Goal: Return all of the lines below exactly as they are.

Records for the task:

::::::

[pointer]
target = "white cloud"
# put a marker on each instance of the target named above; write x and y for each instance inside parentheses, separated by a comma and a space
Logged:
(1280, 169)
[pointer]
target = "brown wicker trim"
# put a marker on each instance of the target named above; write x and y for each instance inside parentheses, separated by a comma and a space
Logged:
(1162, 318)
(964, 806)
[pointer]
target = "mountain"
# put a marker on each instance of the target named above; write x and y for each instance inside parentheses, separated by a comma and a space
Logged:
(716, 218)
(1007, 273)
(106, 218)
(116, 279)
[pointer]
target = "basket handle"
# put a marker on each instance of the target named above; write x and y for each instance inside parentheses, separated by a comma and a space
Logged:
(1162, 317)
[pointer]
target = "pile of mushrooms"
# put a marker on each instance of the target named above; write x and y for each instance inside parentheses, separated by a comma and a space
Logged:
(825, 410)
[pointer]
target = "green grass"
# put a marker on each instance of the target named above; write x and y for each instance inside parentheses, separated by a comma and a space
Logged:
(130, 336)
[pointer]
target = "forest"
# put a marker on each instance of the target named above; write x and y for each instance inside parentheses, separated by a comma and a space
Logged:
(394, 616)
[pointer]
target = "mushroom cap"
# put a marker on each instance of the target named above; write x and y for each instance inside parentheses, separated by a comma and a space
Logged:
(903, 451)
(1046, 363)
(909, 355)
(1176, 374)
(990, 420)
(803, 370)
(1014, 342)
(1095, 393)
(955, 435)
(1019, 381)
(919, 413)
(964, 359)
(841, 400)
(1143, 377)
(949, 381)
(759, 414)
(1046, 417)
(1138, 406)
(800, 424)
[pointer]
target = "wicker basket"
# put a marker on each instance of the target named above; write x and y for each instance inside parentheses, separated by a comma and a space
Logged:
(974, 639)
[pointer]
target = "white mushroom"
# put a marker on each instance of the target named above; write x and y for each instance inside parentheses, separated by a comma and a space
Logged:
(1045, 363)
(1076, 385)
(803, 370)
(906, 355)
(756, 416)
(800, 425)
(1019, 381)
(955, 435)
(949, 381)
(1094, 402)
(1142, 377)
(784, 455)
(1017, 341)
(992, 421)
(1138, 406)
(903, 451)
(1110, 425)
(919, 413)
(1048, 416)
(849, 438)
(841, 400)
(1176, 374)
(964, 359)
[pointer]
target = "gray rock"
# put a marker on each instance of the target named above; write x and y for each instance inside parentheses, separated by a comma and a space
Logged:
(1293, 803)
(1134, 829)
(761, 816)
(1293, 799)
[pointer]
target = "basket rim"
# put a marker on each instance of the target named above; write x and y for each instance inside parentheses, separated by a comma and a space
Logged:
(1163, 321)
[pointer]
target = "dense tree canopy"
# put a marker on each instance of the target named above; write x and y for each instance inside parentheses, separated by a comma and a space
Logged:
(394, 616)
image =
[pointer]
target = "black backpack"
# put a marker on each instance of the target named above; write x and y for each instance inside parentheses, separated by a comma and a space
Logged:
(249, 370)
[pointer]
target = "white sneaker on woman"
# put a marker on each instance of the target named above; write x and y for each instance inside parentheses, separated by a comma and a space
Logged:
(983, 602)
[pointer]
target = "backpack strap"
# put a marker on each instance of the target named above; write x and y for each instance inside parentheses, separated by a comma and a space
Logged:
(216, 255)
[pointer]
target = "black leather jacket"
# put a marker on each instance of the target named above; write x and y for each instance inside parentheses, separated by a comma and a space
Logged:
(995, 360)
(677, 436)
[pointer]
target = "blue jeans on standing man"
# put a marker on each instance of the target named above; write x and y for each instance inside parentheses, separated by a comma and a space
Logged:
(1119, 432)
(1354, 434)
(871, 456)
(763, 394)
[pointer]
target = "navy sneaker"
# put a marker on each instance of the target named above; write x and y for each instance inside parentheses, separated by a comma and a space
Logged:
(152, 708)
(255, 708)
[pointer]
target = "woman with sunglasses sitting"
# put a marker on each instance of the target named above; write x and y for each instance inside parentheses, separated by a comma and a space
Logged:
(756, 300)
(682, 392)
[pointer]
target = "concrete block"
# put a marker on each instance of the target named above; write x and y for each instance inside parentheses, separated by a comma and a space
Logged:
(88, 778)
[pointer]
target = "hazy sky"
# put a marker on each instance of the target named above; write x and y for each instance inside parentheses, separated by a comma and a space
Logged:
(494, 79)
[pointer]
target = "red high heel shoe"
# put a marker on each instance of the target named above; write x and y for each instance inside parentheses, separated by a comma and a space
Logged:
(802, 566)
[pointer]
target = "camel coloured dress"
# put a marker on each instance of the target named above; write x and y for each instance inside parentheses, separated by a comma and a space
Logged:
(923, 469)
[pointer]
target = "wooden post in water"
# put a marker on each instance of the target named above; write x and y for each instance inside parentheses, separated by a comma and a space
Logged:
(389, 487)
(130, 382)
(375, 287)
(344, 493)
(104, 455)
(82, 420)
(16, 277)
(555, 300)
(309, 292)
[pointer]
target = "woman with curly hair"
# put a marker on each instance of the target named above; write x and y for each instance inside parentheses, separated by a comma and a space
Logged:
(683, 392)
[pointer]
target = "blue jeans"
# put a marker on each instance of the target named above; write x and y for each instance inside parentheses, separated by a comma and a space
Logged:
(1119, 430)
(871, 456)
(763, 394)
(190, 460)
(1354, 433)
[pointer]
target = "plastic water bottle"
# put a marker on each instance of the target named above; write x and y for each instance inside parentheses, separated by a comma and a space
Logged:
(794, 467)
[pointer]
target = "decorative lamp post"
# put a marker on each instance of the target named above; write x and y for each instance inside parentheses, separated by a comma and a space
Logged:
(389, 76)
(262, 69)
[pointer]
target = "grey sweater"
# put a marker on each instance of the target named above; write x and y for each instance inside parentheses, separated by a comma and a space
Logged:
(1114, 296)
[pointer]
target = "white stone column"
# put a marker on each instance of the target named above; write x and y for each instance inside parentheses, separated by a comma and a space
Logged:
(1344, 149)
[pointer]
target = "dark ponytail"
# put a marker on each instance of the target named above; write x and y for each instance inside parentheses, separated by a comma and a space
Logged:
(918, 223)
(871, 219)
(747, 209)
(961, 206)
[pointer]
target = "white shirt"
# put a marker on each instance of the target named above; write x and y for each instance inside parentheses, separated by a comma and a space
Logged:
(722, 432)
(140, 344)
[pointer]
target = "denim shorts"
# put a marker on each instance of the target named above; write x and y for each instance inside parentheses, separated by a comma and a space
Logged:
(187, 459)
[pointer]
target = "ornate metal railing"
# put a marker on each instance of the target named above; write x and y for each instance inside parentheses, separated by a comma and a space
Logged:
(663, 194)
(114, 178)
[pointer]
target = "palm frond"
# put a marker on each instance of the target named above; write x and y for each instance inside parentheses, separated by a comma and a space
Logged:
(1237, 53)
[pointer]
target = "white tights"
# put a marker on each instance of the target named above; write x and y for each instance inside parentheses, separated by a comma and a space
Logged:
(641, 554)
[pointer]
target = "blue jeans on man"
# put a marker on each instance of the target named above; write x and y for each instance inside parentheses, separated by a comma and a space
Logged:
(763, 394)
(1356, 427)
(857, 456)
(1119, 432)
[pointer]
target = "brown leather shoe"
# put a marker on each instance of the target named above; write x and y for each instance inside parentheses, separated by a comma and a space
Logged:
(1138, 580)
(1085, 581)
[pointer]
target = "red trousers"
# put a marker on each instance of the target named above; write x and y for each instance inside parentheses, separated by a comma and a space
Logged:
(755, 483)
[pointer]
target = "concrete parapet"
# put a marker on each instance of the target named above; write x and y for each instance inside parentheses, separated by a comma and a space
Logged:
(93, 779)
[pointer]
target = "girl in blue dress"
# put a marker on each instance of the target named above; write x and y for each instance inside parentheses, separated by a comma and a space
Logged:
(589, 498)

::::::

Answer below:
[pointer]
target = "white cloud"
# put a marker on each instance of the target named above; write x and y for each instance inside parentheses, separated by a comma and a space
Logged:
(1280, 169)
[pointer]
target = "brown wicker trim"
# put a marker on each instance of the target named above; write x and y for each instance inside parentheses, separated by a comma and a space
Logged:
(1162, 318)
(964, 806)
[pointer]
target = "mountain"
# put a marker on each instance of the target named above; write x and y for each instance inside parentheses, separated by a comma and a space
Logged:
(716, 218)
(1007, 273)
(106, 218)
(116, 279)
[pointer]
target = "basket handle"
# put a marker on each instance of the target named above; write x and y for each instance inside parentheses, separated by a comma and a space
Logged:
(1162, 317)
[pointer]
target = "pile of mushrooms"
# put a marker on each instance of the target named above; write x and y for each instance inside parentheses, separated by a comma and a space
Logged:
(825, 410)
[pointer]
target = "green grass"
# put a marker on each instance of the target named above; write x and y for each instance inside parentheses, separated by a comma and a space
Logged:
(130, 336)
[pointer]
target = "forest"
# put a marker on each instance of the target named above; write x and y for each instance inside parentheses, separated by a comma and a space
Logged:
(394, 616)
[pointer]
target = "mushroom cap"
# put a marker on each instance of the target named above; write x and y for each instance inside parentheses, separated by a comma and a space
Logged:
(903, 451)
(1046, 363)
(909, 355)
(1176, 374)
(990, 420)
(803, 370)
(1014, 342)
(1095, 393)
(955, 435)
(1019, 381)
(919, 413)
(964, 359)
(841, 400)
(1143, 377)
(949, 381)
(759, 414)
(1046, 417)
(1138, 406)
(800, 424)
[pointer]
target = "wicker basket"
# put a marker on each instance of the target named above; write x and y for each instance inside parentheses, separated by a comma and a space
Logged:
(974, 639)
[pointer]
target = "white mushroom"
# put a marker on each instance of the target named above; write x and y for each instance inside parentheses, separated by a comma and a space
Logged:
(1045, 363)
(1076, 385)
(803, 370)
(906, 355)
(756, 416)
(800, 425)
(1019, 381)
(955, 435)
(949, 381)
(1094, 402)
(1142, 377)
(784, 455)
(1017, 341)
(992, 421)
(1138, 406)
(903, 451)
(1110, 425)
(919, 413)
(1048, 416)
(849, 438)
(841, 400)
(1176, 374)
(964, 359)
[pointer]
target = "gray rock"
# put a marker on each instance of the target named above; write x and y for each instance inside parentheses, separated by a comma and a space
Logged:
(1293, 803)
(1134, 829)
(761, 816)
(1293, 799)
[pointer]
target = "basket rim"
# put a marker on each instance of the target named above; write x and y for each instance inside parentheses, separated by a comma and a space
Logged:
(1163, 321)
[pointer]
target = "dense tree canopy"
# put a marker on each instance of the target named above; write x and y for each instance inside parentheses, separated by a comma and a space
Logged:
(394, 616)
image =
[pointer]
target = "black backpack"
# put a marker on each instance of the target named above; write x and y for each instance inside parentheses, separated by a comma and a space
Logged:
(249, 370)
[pointer]
target = "white sneaker on woman"
# put a marker on each instance of the target named above; write x and y for each instance inside parentheses, separated by a comma and a space
Logged:
(983, 602)
[pointer]
target = "backpack strap"
# put a marker on each instance of the target named above; write x and y for each instance inside parentheses, separated by a comma and a space
Logged:
(216, 255)
[pointer]
target = "black leather jacket"
# put a marker on each instance of the target named above; write x and y for each instance inside parentheses, separated by a comma and a space
Logged:
(995, 360)
(677, 436)
[pointer]
target = "blue jeans on standing man"
# put a marker on each instance of the target named above; write x and y for each instance inside parentheses, separated by a comma and a space
Logged:
(1119, 432)
(1354, 434)
(871, 456)
(763, 394)
[pointer]
target = "navy sneaker"
# put a marker on each instance of the target named above; write x and y for each instance inside parentheses, separated by a comma and a space
Logged:
(152, 708)
(255, 708)
[pointer]
target = "woman with sunglasses sitting"
# put a marker on each instance of the target named above; write x and y for each instance inside parentheses, separated by a comma and a space
Logged:
(756, 300)
(682, 392)
[pointer]
target = "concrete block"
# put a marker on each instance of the target named above; write x and y for each instance inside parentheses, separated by a comma and a space
Logged:
(88, 778)
[pointer]
target = "hazy sky"
# put a marker on each instance of the target named above; write x and y for each instance inside parentheses, separated by a comma and a space
Logged:
(494, 79)
[pointer]
target = "red high heel shoe"
# put a marker on each instance of the target named above; write x and y for each instance inside parentheses, separated by a comma and a space
Logged:
(802, 566)
[pointer]
target = "camel coloured dress"
# put a marker on each instance of the target named above; write x and y for each instance inside parentheses, separated by a comma and a space
Logged:
(923, 469)
[pointer]
target = "wooden post in water"
# put a marker on each instance of the target named above; write x and y for each instance inside parentheses, separated by a comma and a space
Logged:
(389, 487)
(130, 382)
(375, 287)
(344, 493)
(104, 455)
(82, 420)
(16, 277)
(555, 300)
(309, 292)
[pointer]
target = "woman with curly hair"
# put a marker on each instance of the target named above; write x and y for each instance inside parentheses, separated by a comma and a space
Logged:
(683, 392)
[pointer]
target = "blue jeans"
# put a marker on each instance of the target named above; write x and y for each instance inside parentheses, separated by a comma and a space
Logged:
(1119, 430)
(871, 456)
(763, 394)
(190, 460)
(1354, 433)
[pointer]
target = "plastic water bottle"
# put a marker on each instance of the target named above; write x and y for each instance inside parentheses, separated by a comma and a space
Logged:
(794, 467)
[pointer]
target = "decorative lamp post"
# put a marker on each instance of the target named above; write x and y for each instance inside parentheses, separated by a comma and a space
Logged:
(389, 76)
(262, 69)
[pointer]
target = "grey sweater"
# put a marker on each instance of the target named above; write x and y for each instance inside parentheses, separated by a comma and a space
Logged:
(1114, 296)
[pointer]
target = "white stone column"
# put a marker on each instance of the target named above; write x and y for each instance inside parentheses, separated by a comma and a space
Logged:
(1344, 149)
[pointer]
target = "dark ponytail"
# put a marker on each instance of the target named above; write x and y for each instance inside parentheses, separated by a comma and a space
Logged:
(918, 223)
(871, 219)
(747, 209)
(961, 206)
[pointer]
target = "white shirt"
# put a marker on each instance of the target named above; write x and y for each instance inside parentheses, separated by a comma and a space
Logged:
(722, 432)
(140, 344)
[pointer]
target = "denim shorts"
# put a marker on each instance of the target named above; write x and y for each instance inside parentheses, separated by a comma and a space
Logged:
(187, 459)
[pointer]
target = "ornate metal railing"
# put a marker on each instance of the target named above; write x and y for each instance inside parentheses, separated by a comma and a space
Logged:
(663, 194)
(114, 178)
[pointer]
target = "palm frond"
# put a marker on each instance of the target named above; write x and y for each instance inside parentheses, separated by a comma and a space
Logged:
(1237, 53)
[pointer]
target = "white tights"
# put a marker on each instance of the target named above; write x and y for each instance inside parentheses, separated by a comma and a space
Logged:
(641, 554)
[pointer]
target = "blue jeans on man"
# put a marker on each instance of the target named above; write x and y for each instance inside parentheses, separated by a comma and a space
Logged:
(763, 394)
(1356, 427)
(857, 456)
(1119, 432)
[pointer]
target = "brown leather shoe"
# put a marker on each instance of the target named above; write x and y for each instance inside parentheses, separated by a comma and a space
Logged:
(1138, 580)
(1085, 581)
[pointer]
target = "red trousers"
# put a marker on each instance of the target named above; write x and y for each instance inside parentheses, separated by a comma and a space
Logged:
(755, 483)
[pointer]
target = "concrete parapet"
# put a marker on each instance of the target named above; write x and y for each instance inside parentheses, separated by a comma and a space
Logged:
(93, 779)
[pointer]
target = "girl in blue dress"
# put a marker on each instance of the target named above; write x and y for each instance inside parentheses, separated by a comma and a space
Logged:
(589, 498)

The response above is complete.